* _Zu lösende Aufgabe_
Schreiben Sie aus der Laudatio auf Ralph Giordano die Passage wortgetreu ab, die mit „Rede des Präsidenten“ beginnt und mit „den Sendern verbreitet.“ endet.

Laudatio von Paul Spiegel



Rede des Präsidenten des Zentralrats der Juden in Deutschland, Paul Spiegel, anlässlich der Verleihung des LEO-BAECK-PREISES 2003 am 17. September 2003 in Berlin an Dr. h. c. Ralph Giordano

Lieber Ralph, sehr geehrte Damen und Herren,

nachdem die Entscheidung des Zentralrats gefallen war, Ralph Giordano mit dem Leo-Baeck-Preis zu ehren, verbreiteten die Nachrichtenagenturen fast gleichlautende Meldungen. Überall war ein längeres Zitat aus der Würdigung zu lesen, die das Präsidium als Pressemeldung herausgegeben hatte. Giordano werde als „Autor und Journalist“, als „Mahner gegen Rechtsradikalismus und das Verdrängen des Holocaust“ geehrt; als „mutiger Streiter für Zivilcourage und Menschlichkeit und engagierter Werber für den Frieden in der Welt“ – so stand es in den Zeitungen und so wurde es von den Sendern verbreitet.

Als ich das alles las, sah und hörte, freute ich mich einerseits, dass Du, lieber Ralph, jetzt endlich die hochverdiente Auszeichnung bekommst. Andererseits fand ich diese großartigen Charakterisierungen zwar allesamt hundertprozentig zutreffend – doch zugleich auch sehr holzschnittartig. Umso mehr freute ich mich darauf, heute Gelegenheit zu haben, dieses vielleicht etwas zu sehr von Schlagworten geprägte Bild von Ralph Giordano mit feinerem Pinsel nachträglich um einige Details bereichern und ergänzen zu dürfen.

Wen auch immer man auf Ralph Giordano anspricht – jeder scheint ihn zu kennen. Bei näherem Nachfragen stellt sich aber dann heraus, dass die meisten Befragten ein erstaunlich festgefügtes Urteil über die Person Ralph Giordano haben. Für die einen ist er seit jeher der unbequeme Kritiker, der unruhige Störer, ja der notorische Querulant, der nichts auf sich bewenden lässt, besonders nicht die Vergangenheit. Zum Vergleich wird dann gern auf Heinz Galinski und dessen zurecht unerbittliche Haltung in Sachen NS-Vergangenheitsbewältigung und gegenüber eines wieder aufkeimenden Antisemitismus verwiesen.

* _Extrahierte Informationen_
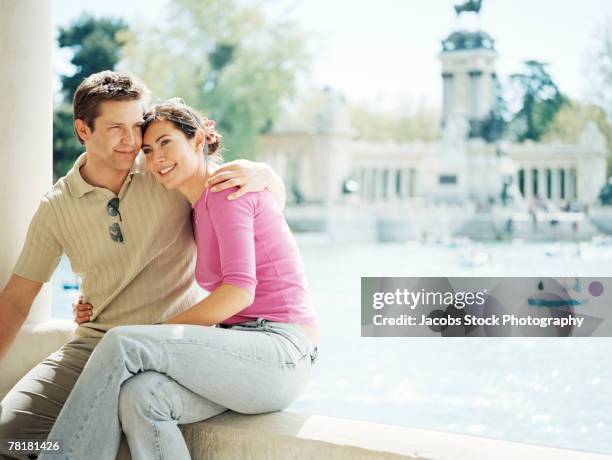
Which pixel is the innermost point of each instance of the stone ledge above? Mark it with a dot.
(286, 435)
(33, 343)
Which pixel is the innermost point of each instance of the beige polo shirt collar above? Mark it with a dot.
(79, 187)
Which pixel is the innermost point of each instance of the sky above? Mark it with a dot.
(384, 53)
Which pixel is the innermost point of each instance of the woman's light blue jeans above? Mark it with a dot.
(146, 380)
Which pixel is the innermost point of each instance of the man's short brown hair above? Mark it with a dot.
(101, 87)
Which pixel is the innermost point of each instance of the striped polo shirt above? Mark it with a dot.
(144, 279)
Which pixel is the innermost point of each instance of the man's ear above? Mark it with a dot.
(81, 128)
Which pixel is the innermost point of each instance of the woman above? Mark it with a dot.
(147, 380)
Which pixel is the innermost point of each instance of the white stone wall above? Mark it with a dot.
(26, 125)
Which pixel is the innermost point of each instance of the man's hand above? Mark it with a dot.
(250, 176)
(82, 311)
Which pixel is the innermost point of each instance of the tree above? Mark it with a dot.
(571, 120)
(599, 65)
(226, 59)
(540, 99)
(97, 46)
(495, 124)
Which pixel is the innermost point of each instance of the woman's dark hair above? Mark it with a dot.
(189, 121)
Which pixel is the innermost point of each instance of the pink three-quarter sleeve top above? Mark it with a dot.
(247, 243)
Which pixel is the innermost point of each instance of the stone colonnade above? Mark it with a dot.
(550, 183)
(379, 183)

* _Antwort zur Aufgabe_
Rede des Präsidenten des Zentralrats der Juden in Deutschland, Paul Spiegel, anlässlich der Verleihung des LEO-BAECK-PREISES 2003 am 17. September 2003 in Berlin an Dr. h. c. Ralph Giordano

Lieber Ralph, sehr geehrte Damen und Herren,

nachdem die Entscheidung des Zentralrats gefallen war, Ralph Giordano mit dem Leo-Baeck-Preis zu ehren, verbreiteten die Nachrichtenagenturen fast gleichlautende Meldungen. Überall war ein längeres Zitat aus der Würdigung zu lesen, die das Präsidium als Pressemeldung herausgegeben hatte. Giordano werde als „Autor und Journalist“, als „Mahner gegen Rechtsradikalismus und das Verdrängen des Holocaust“ geehrt; als „mutiger Streiter für Zivilcourage und Menschlichkeit und engagierter Werber für den Frieden in der Welt“ – so stand es in den Zeitungen und so wurde es von den Sendern verbreitet.